— start of Data in this exercise —

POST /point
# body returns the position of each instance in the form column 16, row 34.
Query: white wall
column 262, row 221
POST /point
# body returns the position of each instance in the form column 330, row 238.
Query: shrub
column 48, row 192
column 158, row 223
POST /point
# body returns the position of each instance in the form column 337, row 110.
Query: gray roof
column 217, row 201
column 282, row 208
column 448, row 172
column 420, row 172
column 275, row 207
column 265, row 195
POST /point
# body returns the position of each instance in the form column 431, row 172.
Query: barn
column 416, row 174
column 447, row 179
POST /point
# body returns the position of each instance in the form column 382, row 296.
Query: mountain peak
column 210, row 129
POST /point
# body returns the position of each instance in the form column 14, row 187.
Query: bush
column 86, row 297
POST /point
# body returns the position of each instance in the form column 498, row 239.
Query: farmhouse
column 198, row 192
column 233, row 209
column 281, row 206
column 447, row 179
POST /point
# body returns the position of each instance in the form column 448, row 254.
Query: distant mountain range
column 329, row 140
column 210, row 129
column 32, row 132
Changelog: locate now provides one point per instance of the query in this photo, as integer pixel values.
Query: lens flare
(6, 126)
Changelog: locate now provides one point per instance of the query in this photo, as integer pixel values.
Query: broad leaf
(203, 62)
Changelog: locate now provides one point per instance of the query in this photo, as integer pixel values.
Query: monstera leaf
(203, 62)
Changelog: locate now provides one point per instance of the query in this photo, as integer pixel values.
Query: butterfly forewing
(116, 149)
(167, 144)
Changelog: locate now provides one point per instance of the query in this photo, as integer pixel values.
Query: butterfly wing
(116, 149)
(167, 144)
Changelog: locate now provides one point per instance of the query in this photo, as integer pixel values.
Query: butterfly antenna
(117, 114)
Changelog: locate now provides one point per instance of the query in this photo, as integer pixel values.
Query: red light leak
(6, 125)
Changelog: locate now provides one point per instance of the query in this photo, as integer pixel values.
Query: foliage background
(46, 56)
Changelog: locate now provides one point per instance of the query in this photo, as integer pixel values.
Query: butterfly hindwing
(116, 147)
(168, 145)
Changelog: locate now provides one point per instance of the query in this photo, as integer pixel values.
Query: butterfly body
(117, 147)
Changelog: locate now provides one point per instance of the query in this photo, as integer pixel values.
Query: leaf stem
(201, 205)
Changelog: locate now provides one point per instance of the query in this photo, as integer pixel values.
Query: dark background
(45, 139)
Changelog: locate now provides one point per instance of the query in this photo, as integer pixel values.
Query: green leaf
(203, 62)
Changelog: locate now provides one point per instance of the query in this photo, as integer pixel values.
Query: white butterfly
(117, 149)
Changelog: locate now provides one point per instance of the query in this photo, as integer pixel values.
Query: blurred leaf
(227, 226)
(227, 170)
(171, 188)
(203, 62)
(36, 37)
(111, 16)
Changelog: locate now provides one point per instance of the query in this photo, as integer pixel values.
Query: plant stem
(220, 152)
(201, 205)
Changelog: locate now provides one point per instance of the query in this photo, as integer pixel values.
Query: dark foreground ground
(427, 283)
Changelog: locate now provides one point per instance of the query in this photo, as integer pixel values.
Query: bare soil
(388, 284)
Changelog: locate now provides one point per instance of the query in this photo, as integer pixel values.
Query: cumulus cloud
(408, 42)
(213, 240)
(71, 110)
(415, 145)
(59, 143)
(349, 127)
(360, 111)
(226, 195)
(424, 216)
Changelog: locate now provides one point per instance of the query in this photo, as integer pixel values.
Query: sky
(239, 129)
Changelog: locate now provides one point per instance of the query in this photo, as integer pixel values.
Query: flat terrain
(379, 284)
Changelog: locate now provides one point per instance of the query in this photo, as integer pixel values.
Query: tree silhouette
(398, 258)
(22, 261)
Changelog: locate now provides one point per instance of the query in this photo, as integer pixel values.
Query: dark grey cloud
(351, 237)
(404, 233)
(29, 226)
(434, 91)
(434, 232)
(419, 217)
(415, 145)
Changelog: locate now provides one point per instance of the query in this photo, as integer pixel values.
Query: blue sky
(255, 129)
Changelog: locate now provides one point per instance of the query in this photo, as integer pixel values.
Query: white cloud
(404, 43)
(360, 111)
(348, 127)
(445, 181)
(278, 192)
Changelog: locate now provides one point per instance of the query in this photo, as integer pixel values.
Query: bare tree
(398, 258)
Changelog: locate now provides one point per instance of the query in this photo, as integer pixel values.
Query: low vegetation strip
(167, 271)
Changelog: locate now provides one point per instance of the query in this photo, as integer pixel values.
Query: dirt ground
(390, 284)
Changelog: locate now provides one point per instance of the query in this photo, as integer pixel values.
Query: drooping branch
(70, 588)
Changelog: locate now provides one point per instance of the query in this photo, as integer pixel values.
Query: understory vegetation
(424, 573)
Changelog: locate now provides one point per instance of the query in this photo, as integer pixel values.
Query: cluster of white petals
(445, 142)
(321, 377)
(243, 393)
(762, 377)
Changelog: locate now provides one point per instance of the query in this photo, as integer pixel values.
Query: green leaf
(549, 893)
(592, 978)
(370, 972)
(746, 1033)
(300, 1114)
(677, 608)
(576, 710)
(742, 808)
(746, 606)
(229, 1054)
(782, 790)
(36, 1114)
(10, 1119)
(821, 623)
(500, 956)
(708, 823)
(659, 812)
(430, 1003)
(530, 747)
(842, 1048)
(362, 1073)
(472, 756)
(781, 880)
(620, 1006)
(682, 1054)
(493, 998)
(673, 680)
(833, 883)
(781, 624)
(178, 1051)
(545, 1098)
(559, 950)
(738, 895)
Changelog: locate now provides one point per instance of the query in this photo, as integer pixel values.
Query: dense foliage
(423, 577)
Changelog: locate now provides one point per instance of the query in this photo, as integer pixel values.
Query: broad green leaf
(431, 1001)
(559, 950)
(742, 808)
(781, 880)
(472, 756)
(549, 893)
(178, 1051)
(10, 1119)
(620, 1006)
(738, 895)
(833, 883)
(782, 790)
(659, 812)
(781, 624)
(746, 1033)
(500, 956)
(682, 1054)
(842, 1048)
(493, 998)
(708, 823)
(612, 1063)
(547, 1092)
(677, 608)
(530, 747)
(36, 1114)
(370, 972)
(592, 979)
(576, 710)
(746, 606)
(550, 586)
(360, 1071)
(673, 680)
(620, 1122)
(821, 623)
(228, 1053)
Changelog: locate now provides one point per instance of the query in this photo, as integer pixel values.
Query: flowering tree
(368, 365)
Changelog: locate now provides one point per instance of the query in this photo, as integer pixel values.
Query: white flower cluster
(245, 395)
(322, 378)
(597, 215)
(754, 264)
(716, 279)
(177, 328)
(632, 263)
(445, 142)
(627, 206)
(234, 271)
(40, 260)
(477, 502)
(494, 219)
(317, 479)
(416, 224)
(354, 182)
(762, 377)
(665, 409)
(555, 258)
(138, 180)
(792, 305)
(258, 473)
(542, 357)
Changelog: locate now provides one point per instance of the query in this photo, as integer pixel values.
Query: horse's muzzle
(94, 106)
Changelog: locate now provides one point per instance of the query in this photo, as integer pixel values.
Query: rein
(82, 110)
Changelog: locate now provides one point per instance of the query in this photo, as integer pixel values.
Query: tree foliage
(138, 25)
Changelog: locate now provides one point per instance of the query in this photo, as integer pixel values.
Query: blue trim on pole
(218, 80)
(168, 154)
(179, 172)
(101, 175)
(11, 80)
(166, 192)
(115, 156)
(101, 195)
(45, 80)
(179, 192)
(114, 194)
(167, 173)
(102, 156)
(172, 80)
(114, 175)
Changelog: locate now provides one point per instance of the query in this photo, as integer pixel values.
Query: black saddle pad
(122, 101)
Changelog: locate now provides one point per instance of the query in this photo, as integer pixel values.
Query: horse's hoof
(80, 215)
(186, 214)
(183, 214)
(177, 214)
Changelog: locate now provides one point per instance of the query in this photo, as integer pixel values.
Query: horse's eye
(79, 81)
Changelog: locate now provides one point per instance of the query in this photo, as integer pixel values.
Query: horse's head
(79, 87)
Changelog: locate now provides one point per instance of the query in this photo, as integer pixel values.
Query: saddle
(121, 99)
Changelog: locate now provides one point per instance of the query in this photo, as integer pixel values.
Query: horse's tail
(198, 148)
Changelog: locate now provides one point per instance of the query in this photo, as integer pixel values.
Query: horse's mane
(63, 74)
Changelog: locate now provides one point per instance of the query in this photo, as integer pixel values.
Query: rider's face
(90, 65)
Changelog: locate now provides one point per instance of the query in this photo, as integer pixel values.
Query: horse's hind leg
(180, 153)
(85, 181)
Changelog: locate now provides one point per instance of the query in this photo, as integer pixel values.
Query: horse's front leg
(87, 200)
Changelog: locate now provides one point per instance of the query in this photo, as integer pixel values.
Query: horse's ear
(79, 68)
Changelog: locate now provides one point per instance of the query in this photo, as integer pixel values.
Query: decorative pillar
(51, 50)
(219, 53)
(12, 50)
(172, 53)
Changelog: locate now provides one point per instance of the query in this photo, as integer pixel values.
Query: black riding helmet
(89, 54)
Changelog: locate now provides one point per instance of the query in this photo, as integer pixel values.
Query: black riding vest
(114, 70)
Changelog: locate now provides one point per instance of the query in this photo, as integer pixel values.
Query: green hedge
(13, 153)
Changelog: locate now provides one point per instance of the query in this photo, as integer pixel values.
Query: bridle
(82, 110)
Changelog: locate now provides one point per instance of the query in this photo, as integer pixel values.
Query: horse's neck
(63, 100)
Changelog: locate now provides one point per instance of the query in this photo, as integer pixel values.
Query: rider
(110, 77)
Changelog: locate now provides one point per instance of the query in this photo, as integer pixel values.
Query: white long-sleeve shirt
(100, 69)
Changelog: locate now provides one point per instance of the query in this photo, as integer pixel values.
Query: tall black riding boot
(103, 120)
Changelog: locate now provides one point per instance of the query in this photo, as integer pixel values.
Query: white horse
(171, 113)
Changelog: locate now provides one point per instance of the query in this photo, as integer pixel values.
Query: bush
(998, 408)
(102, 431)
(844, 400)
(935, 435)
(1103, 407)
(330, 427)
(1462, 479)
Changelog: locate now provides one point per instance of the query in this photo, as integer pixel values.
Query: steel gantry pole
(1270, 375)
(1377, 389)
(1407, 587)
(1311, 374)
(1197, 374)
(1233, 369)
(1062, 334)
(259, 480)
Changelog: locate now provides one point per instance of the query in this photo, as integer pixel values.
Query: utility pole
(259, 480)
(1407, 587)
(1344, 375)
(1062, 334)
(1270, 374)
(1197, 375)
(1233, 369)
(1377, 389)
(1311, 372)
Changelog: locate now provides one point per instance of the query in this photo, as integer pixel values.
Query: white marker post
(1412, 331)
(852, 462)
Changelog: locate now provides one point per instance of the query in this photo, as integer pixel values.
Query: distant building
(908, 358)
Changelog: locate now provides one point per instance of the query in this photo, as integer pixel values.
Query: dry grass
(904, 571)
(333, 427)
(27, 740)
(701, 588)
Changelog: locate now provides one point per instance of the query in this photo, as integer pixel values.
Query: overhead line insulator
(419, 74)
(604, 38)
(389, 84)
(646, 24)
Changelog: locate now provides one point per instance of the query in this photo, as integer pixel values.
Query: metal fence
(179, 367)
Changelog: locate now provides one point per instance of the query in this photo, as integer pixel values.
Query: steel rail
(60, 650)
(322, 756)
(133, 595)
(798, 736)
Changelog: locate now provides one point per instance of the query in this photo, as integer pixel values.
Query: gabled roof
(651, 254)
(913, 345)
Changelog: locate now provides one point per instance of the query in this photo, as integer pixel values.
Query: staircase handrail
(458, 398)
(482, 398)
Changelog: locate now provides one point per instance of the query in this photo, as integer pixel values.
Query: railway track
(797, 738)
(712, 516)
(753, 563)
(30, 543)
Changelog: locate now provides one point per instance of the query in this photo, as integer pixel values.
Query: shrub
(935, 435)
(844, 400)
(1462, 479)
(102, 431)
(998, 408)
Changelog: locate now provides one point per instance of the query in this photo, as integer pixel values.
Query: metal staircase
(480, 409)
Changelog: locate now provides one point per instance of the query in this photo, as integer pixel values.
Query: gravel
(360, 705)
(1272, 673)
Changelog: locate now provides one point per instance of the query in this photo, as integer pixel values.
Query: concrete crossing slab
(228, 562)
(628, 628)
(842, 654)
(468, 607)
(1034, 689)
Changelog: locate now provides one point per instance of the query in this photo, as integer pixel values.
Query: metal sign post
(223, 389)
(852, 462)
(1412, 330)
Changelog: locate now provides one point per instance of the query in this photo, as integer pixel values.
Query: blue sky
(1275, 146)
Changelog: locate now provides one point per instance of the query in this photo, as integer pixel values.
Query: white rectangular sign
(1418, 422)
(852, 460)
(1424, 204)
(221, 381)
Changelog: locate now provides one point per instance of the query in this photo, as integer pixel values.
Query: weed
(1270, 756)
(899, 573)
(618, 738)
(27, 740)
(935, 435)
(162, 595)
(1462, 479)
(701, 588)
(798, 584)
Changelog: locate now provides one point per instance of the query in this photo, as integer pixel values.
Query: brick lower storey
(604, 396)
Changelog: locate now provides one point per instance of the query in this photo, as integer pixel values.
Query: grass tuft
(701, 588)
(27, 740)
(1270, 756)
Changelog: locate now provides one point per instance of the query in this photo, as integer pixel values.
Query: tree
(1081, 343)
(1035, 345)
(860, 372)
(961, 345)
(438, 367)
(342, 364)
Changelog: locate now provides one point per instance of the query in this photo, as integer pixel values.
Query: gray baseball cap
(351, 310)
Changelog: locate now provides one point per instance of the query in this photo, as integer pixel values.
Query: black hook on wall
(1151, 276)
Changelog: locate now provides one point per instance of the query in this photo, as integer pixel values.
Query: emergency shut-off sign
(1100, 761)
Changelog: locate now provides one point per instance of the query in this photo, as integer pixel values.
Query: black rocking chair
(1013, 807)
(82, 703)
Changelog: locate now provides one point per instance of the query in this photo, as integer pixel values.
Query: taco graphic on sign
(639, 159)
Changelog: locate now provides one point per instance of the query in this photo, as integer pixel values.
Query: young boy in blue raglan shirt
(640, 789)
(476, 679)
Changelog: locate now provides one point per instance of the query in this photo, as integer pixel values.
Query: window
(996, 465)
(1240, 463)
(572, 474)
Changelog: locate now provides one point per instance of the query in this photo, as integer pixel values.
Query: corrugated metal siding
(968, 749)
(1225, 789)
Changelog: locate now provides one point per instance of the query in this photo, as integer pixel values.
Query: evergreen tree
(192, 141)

— end of Data in this exercise —

- **Goal**: Collect every line of the entries above that contains the string "tree". Only matches with the same uppercase and lowercase letters count.

- **In response**:
Query: tree silhouette
Query: bare tree
Query: flowering tree
Query: tree foliage
Query: tree
Query: evergreen tree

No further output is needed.